▶ WRITTEN EXERCISE:
Starting with the line that contains "Put a dot on each instance of the shadow", reproduce each line through the end of the listing below, with no other output.

--- BEGIN ---

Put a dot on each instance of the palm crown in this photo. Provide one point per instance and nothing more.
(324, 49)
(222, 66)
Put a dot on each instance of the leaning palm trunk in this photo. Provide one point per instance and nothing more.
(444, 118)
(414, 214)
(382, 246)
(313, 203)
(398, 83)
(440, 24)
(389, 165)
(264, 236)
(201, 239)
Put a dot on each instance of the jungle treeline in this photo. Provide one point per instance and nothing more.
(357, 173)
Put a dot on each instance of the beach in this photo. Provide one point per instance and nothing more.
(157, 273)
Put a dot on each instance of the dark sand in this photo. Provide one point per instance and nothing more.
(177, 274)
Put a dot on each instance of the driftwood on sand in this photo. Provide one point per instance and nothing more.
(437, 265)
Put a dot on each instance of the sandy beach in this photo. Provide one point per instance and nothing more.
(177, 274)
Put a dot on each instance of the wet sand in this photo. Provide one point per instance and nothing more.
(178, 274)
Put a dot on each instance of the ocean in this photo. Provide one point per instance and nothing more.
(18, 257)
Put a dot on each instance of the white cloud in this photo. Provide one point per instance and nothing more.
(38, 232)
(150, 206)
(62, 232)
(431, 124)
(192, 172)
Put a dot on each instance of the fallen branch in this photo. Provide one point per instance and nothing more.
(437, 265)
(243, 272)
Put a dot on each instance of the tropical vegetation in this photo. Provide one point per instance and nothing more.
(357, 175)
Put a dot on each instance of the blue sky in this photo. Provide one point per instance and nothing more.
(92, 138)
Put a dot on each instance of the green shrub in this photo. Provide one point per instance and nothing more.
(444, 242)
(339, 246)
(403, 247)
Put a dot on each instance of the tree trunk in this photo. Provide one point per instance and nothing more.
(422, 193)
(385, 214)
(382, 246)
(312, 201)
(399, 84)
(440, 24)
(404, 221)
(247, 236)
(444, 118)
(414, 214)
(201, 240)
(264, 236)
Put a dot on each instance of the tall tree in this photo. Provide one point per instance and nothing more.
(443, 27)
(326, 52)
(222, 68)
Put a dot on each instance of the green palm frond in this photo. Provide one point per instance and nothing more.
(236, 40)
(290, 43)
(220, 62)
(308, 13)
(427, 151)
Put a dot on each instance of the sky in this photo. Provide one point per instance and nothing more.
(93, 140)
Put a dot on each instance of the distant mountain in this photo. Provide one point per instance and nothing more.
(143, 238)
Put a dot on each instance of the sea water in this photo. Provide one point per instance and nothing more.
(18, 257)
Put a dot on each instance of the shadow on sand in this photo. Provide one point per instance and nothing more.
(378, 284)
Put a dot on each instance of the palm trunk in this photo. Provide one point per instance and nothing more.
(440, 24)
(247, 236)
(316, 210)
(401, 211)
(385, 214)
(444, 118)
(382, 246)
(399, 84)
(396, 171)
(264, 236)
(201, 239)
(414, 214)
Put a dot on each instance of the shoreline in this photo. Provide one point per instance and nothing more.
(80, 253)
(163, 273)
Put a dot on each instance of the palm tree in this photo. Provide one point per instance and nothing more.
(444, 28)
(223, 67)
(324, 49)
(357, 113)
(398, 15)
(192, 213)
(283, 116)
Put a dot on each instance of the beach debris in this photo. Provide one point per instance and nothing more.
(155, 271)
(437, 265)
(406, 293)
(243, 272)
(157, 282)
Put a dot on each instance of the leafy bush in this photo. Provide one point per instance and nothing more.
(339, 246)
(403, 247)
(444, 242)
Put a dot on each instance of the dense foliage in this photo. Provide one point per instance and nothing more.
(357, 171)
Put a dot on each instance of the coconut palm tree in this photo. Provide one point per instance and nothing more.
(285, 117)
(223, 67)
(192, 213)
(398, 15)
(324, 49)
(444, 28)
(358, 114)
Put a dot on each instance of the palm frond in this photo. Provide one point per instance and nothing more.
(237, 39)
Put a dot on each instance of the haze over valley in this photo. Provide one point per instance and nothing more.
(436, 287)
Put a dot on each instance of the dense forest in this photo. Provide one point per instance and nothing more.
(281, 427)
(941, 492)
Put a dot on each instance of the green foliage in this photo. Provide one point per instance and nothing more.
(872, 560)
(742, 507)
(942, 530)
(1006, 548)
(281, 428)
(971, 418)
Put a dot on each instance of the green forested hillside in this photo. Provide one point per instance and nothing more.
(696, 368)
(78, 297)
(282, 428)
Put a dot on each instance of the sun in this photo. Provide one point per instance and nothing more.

--- END ---

▶ SOLUTION TO THE PROBLEM:
Put a dot on each instance of the shadow on sand in this photo. Provide one point per instance and nothing more.
(378, 284)
Put a dot on each instance of the palm trunk in this photo. Provide one point per instance and nothing more.
(440, 24)
(247, 236)
(316, 210)
(401, 211)
(385, 214)
(444, 118)
(382, 246)
(399, 84)
(396, 171)
(264, 236)
(201, 239)
(414, 214)
Put a dot on each instance of the shoreline in this photo. Provide one point per instance and nothing more.
(80, 253)
(163, 273)
Put a dot on each instance of the palm tree in this photo. Provide one point per instance and nothing more.
(444, 28)
(223, 67)
(324, 49)
(357, 113)
(398, 15)
(192, 213)
(283, 116)
Put a dot on each instance of the beach debris in this photo. Provide one point per instance and nothing more.
(155, 271)
(437, 265)
(406, 293)
(243, 272)
(157, 282)
Put a dot on each instance of the leafy bush in this photo. Provide one point per instance and nothing more.
(339, 246)
(403, 247)
(444, 242)
Put a dot on each instance of the dense foliage in this photo. Provide one point per instance and nothing more.
(357, 171)
Put a dot on each instance of the coconut palm tree in this photo. Provide one point per instance and nothing more.
(285, 117)
(223, 67)
(192, 213)
(398, 15)
(324, 49)
(444, 28)
(358, 114)
Put a dot on each instance of the palm frond in this photo. Provide one point per instance and nothing more.
(237, 39)
Put a dot on each instance of the haze over valley in this photo. Provide one point per instance and nothing more.
(436, 287)
Put a dot on each instance of the dense forest in this photo. Provide one point per instance and nothing more.
(281, 427)
(941, 492)
Put a dot on each instance of the green foliage in this photo. Provide one point per instance and nothing more.
(872, 560)
(742, 507)
(942, 530)
(1006, 548)
(281, 428)
(971, 418)
Put a dot on each instance of the green forested hillside in this photo. Provide one point per instance and nothing more.
(696, 368)
(78, 297)
(282, 428)
Put a dot on each instance of the sun in this photo. Provide one point per instance and nothing more.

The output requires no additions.